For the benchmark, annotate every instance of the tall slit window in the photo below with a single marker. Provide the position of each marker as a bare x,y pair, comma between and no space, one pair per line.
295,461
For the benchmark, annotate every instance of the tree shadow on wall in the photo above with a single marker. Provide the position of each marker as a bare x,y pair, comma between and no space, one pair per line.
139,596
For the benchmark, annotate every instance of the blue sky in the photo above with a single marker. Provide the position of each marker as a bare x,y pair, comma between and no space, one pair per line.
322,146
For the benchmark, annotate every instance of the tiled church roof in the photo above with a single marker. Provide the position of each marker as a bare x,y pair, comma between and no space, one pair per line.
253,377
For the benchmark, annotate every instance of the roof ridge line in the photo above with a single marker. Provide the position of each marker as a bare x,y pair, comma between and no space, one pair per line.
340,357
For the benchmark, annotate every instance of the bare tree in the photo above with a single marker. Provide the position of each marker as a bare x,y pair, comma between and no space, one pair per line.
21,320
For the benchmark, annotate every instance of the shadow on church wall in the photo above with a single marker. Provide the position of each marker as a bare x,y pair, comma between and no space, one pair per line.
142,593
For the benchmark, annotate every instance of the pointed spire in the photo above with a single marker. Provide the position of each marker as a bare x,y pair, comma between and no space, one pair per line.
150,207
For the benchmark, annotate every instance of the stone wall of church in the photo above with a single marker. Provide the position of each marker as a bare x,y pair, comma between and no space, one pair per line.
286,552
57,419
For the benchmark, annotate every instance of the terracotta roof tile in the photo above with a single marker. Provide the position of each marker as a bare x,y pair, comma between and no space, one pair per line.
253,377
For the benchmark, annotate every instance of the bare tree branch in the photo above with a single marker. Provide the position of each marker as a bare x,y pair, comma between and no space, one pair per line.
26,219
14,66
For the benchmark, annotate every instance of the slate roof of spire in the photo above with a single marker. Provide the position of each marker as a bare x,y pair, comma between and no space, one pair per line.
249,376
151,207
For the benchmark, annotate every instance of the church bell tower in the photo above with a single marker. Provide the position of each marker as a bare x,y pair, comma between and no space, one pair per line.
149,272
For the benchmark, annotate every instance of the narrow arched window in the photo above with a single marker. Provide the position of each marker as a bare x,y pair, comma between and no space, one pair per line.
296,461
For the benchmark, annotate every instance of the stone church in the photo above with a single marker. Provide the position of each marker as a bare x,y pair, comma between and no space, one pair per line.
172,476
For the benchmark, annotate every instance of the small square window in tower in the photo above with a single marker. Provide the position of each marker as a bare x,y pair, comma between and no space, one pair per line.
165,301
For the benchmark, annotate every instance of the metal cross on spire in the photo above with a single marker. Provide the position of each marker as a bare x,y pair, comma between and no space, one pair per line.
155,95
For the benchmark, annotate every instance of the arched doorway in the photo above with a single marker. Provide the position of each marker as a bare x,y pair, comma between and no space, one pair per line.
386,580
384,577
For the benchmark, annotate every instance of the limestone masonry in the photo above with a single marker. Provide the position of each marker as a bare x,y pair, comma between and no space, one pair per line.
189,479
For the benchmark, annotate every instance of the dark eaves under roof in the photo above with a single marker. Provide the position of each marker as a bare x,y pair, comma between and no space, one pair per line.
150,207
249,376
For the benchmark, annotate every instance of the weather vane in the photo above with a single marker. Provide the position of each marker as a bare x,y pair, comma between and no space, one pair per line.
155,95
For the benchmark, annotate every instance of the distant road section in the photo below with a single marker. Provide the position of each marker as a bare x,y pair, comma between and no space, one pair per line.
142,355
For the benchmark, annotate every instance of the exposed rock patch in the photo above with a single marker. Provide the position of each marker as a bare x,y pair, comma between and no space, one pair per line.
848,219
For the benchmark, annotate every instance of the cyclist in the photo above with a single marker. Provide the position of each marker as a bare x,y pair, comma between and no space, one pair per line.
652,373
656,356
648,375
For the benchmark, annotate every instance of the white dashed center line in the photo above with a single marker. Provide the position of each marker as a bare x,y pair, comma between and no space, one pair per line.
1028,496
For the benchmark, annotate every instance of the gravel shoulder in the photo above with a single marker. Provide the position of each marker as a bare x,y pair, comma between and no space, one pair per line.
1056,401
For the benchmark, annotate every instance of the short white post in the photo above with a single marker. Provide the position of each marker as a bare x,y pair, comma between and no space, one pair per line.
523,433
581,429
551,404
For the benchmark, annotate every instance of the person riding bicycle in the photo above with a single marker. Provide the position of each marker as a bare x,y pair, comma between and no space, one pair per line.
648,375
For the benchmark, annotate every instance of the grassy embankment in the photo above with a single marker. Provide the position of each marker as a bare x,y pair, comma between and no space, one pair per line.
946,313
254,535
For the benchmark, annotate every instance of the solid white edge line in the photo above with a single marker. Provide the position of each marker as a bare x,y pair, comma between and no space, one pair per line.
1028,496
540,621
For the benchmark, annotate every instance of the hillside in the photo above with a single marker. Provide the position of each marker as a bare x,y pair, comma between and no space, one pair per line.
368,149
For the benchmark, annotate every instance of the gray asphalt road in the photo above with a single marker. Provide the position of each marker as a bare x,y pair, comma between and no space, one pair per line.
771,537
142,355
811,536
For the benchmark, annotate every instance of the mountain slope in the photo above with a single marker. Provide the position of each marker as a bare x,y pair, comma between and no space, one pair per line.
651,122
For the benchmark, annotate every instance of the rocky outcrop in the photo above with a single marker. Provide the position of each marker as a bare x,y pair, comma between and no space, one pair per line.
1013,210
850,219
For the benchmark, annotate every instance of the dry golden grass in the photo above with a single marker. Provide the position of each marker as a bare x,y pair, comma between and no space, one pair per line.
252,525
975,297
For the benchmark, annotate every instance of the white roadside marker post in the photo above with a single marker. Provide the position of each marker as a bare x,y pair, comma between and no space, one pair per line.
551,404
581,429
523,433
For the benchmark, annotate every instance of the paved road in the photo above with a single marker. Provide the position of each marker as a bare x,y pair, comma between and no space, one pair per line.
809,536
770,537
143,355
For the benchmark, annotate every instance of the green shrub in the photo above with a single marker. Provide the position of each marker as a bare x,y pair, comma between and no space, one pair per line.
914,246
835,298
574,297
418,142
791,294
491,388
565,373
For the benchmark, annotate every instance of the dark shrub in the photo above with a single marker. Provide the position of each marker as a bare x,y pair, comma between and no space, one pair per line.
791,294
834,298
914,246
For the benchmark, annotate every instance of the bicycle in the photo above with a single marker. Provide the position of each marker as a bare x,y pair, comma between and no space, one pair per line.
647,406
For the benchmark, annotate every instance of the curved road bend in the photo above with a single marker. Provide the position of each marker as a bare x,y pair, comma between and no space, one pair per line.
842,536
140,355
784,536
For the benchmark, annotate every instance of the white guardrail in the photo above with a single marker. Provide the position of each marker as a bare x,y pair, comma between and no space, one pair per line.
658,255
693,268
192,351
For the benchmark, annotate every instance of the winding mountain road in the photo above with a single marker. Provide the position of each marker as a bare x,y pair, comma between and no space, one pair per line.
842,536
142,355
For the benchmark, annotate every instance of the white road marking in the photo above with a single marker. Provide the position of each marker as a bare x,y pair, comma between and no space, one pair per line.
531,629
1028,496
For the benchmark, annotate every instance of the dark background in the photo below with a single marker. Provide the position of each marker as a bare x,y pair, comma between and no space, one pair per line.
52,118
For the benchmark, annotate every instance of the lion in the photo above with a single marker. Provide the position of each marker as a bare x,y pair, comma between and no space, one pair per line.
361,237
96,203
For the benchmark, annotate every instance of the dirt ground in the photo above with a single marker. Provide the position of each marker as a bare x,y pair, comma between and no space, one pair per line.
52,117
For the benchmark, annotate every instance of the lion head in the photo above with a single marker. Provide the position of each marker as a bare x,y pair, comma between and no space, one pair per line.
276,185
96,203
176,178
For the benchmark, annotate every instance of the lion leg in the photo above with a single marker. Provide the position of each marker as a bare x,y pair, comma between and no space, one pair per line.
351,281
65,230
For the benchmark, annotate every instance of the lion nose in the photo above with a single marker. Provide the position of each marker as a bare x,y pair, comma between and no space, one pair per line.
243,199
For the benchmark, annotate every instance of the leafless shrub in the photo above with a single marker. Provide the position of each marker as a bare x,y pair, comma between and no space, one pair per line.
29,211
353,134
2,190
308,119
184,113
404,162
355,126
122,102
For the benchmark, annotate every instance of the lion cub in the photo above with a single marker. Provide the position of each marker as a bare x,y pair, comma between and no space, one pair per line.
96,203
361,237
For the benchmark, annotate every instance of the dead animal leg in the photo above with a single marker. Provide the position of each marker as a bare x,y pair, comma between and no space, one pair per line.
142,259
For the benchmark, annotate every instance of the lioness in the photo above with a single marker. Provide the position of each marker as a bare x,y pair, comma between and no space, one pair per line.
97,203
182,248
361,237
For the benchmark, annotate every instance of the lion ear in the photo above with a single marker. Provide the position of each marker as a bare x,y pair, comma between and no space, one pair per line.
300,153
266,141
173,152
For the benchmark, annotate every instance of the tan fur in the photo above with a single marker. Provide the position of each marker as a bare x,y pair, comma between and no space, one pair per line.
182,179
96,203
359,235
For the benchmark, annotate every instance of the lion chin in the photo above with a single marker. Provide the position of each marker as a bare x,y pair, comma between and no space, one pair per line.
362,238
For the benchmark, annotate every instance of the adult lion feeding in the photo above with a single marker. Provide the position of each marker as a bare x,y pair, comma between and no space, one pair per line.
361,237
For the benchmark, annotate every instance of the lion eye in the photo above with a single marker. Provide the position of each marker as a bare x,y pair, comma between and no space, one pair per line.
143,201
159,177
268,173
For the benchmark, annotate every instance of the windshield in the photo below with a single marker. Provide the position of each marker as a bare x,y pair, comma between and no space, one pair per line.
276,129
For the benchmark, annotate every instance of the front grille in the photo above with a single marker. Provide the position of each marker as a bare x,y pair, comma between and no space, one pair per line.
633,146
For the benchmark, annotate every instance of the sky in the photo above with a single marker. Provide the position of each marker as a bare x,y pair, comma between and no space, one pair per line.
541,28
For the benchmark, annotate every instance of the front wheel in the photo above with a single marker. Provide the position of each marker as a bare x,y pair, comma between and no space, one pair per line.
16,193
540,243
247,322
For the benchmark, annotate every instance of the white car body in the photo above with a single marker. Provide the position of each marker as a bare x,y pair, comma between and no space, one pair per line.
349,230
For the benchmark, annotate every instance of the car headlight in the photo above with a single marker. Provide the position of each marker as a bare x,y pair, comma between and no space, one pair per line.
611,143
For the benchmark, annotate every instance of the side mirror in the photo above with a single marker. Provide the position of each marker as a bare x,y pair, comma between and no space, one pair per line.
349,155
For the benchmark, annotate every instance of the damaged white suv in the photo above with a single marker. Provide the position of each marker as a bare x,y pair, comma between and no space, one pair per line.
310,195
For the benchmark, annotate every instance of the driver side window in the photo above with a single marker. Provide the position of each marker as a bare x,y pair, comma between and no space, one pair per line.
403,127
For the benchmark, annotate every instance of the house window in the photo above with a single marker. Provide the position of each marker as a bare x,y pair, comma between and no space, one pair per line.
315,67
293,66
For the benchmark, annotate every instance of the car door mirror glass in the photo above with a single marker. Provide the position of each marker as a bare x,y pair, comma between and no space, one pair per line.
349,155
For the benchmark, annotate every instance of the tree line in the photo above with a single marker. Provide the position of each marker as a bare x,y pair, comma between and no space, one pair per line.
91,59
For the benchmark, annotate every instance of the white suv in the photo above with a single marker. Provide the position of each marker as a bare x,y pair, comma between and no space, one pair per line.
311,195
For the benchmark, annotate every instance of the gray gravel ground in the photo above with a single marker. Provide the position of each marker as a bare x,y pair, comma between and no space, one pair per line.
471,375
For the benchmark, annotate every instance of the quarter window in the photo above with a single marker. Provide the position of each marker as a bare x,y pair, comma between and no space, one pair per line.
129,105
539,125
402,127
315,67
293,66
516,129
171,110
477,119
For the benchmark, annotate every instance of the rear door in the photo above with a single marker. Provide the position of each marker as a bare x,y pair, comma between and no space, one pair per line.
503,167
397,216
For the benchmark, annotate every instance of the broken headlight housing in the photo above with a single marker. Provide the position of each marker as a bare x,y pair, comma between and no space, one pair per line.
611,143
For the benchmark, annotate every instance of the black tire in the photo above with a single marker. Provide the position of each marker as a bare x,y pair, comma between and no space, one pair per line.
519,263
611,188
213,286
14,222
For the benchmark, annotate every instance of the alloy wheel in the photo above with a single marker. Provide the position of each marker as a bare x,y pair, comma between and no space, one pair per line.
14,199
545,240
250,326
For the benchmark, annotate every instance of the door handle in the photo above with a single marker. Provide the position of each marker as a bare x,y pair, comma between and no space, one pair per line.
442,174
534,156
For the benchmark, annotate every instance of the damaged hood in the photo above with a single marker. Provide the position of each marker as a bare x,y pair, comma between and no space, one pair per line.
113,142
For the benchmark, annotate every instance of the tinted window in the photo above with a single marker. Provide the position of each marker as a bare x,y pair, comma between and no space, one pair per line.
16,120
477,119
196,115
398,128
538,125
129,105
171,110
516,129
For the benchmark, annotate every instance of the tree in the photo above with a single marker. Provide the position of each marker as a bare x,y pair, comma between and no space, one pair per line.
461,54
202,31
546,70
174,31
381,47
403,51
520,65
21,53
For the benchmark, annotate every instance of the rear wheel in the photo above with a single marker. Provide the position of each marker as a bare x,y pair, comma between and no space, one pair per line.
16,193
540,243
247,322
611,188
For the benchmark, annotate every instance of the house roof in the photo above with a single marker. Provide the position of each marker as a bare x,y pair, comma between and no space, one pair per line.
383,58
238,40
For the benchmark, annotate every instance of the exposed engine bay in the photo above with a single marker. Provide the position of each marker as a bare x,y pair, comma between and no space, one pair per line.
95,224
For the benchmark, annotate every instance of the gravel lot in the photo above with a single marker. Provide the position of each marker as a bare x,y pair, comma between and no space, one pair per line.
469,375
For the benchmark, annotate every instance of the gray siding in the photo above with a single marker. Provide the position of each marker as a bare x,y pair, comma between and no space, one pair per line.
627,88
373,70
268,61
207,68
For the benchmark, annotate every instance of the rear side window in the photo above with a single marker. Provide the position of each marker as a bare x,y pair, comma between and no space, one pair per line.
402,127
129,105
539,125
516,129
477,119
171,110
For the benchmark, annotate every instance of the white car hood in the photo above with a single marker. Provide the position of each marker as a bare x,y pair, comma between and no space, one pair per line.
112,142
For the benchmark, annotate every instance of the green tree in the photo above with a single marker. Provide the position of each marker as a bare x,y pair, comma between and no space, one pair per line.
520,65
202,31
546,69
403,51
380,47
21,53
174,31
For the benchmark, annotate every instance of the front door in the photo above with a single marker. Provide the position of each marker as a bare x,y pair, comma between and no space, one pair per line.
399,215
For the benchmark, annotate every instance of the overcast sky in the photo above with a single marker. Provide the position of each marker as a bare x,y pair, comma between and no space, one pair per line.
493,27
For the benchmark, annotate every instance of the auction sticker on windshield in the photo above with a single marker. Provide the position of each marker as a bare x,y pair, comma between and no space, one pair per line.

■ What to work on: Give exactly the lines from the one with "For the benchmark, annotate every instance of the green tree" to the end of the entries, nothing before them.

■ Solution for this task:
For the benchmark, annotate every instance of the green tree in the photo above with a single marker. Provide the position of each marker as a bare x,y pair, comma between and no space, one pair per line.
520,65
202,31
546,69
403,51
380,47
21,53
174,31
For the benchmark, annotate every instance of the front door in the photo above with a single marker. Provide the position of each marker as a bare x,y pair, comma between and no space, one pair per line.
399,215
For the benchmark, annotate every instance of the overcast sky in the photo above with a single marker. Provide the position of each marker as a bare x,y pair, comma between and no space, one pair per line.
493,27
For the benchmark, annotate every instance of the auction sticker on windshield in the photo above with a single marker. Provide the position of each marker as a bare x,y pair, comma between and no space, one pair per line.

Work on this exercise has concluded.